Учебный текст:
Шрифт:
Интервал:
Закладка:
Жило-было своевольное дитя, которое не слушалось маму. Бог разгневался на дитя за его своенравие и послал ему болезнь, да такую, что никто из врачей не сумел его вылечить, и вскоре оно умерло. Дитя опустили в могилку и засыпали землей, как вдруг из-под земли высунулась детская ручка и помахала. Могилу снова и снова засыпали свежей землей, да только все было напрасно, рука каждый раз высовывалась наружу. Пришлось матери прийти на могилку и ударить по руке розгой. Как только она это сделала, рука убралась под землю, и непослушное дитя обрело, наконец, покой под землей.
Разве это своеволие, продолжающееся и после смерти, не свобода – влечение к смерти – в самой своей элементарной форме? Вместо того чтобы осуждать его, разве нам не следует восхвалять его как последнее прибежище нашего противостояния? Припев старой немецкой коммунистической песни из 1930-х годов гласит: «Die Freiheit hat Soldaten! [У свободы есть солдаты!]» Может показаться, что подобная идентификация конкретной группы как военного инструмента самой Свободы является формулой «тоталитарного» искушения: мы не просто боремся за свободу (или наше понимание ее), мы не просто служим свободе, сама свобода использует нас… Путь для террора кажется открытым: кому будет позволено противостоять самой свободе? Однако идентификацию революционного военного подразделения как непосредственного органа свободы нельзя просто проигнорировать как фетишистское короткое замыкание: неким патетическим образом это относится и к аутентичному революционному прорыву. В таком «экстатичном» опыте действующий субъект больше не является личностью, но становится объектом. И именно этот аспект идентификации с объектом обосновывает использование термина «теология» для описания ситуации: «теология» здесь называет то, что в революционном субъекте выходит за пределы простого сборища индивидуальных людей, действующих вместе.

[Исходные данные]
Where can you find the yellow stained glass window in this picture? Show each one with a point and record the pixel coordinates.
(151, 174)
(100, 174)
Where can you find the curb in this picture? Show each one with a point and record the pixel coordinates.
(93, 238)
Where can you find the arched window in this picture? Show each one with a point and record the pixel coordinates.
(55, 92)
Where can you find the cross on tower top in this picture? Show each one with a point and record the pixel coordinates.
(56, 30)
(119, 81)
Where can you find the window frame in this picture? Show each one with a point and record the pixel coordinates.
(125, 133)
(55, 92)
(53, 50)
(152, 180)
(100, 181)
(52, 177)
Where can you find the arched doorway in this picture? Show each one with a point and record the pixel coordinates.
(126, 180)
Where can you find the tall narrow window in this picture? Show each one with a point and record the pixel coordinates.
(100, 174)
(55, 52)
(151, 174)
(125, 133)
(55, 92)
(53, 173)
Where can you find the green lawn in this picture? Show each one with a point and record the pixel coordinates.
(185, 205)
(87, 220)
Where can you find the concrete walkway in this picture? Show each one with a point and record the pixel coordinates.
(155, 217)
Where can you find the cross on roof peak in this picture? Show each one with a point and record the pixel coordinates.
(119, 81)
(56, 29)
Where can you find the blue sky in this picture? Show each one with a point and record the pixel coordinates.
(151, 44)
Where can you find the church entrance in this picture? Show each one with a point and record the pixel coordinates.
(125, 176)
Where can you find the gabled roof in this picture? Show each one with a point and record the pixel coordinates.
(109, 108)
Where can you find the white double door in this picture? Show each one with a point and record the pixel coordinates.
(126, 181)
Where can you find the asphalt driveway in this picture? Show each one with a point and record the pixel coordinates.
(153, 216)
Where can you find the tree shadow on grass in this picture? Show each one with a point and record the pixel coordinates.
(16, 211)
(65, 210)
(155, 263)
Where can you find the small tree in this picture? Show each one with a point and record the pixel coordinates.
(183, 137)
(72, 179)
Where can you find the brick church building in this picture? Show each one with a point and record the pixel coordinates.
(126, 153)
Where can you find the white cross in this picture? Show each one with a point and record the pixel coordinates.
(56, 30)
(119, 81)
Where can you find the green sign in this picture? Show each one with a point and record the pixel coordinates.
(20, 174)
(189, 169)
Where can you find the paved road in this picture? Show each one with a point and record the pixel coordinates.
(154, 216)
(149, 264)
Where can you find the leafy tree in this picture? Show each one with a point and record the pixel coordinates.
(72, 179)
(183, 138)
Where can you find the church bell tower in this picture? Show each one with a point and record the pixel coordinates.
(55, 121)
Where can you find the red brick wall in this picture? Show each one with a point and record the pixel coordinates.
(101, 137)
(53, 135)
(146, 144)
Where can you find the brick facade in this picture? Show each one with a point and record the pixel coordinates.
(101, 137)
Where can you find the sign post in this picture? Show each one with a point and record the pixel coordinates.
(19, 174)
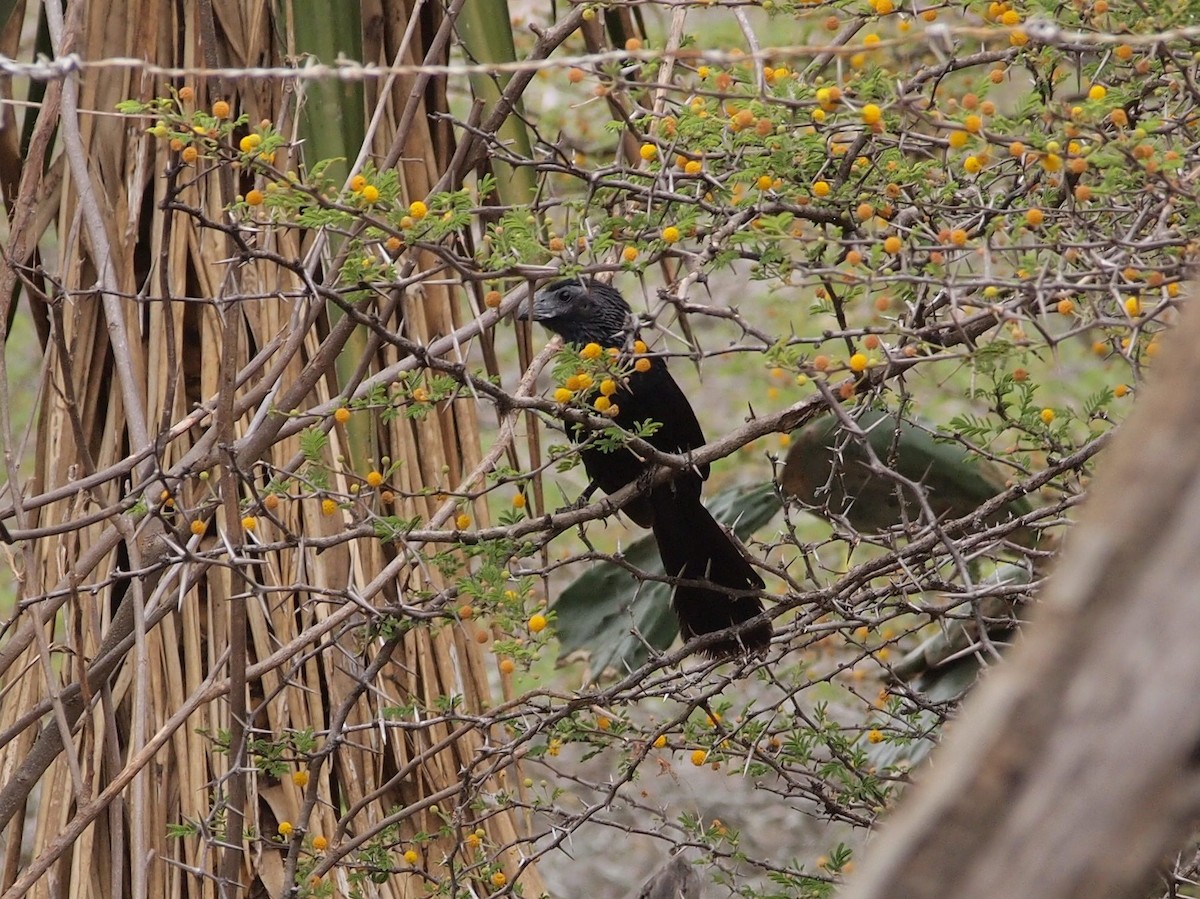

Задание 1: Какие слова, согласно тексту про своевольное дитя, звучат в припеве старой немецкой коммунистической песни 1930-х годов?
Задание 2: Какие предложения в тексте про своевольное дитя заканчиваются вопросительным знаком? Приведите их все.
Задание 3: Напишите, что следует дальше в тексте про своевольное дитя, сразу после его последнего предложения.

Письменный ответ 1: «Die Freiheit hat Soldaten!» («У свободы есть солдаты!»)

Письменный ответ 2:
1. «Разве это своеволие, продолжающееся и после смерти, не свобода – влечение к смерти – в самой своей элементарной форме?»
2. «Вместо того чтобы осуждать его, разве нам не следует восхвалять его как последнее прибежище нашего противостояния?»
3. «Путь для террора кажется открытым: кому будет позволено противостоять самой свободе?»

Письменный ответ 3:
Разве это не послание Христа о воскресении? «Бог есть любовь» значит: «Бога никто никогда не видел. Если мы любим друг друга, то Бог в нас пребывает, и любовь Его совершенна есть в нас» (Первое соборное послание святого апостола Иоанна Богослова, 4:12). Или «никто не видел Джо Хилла после смерти, но если рабочие сплотятся в организации в своей борьбе, он будет жить в них…» Здесь присутствует тройной момент Aufh ebung. (1) личность Христа (Джо Хилла) снимается в своей воскрешенной идентичности как Дух (Любовь) сообщества верующих, (2) эмпирическое чудо снимается в высшем «истинном» чуде. (Это следует хорошо известной риторической фигуре: когда Гегель говорит о религиозных чудесах, суть его позиции в том, что нельзя быть уверенным в существовании реальных физических чудес – таким образом он вежливо говорит, что их нет – но истинным чудом является сама всеобщая мысль, чудо мышления. В наши дни принято говорить, что истинным чудом является моральная победа: когда после сложной внутренней борьбы кто-то принимает верное решение – отказаться от наркотиков или преступной жизни, принести себя в жертву на правое дело; и так же в христианстве истинное чудо – не расхаживающий по земле умерший Христос, но любовь в сообществе верующих.) (3) Само христианство снимается в политической организации. И снова это чудо имеет цену: где-то лежит раздавленный труп птицы – как Иисус на кресте, величайшая раздавленная птица.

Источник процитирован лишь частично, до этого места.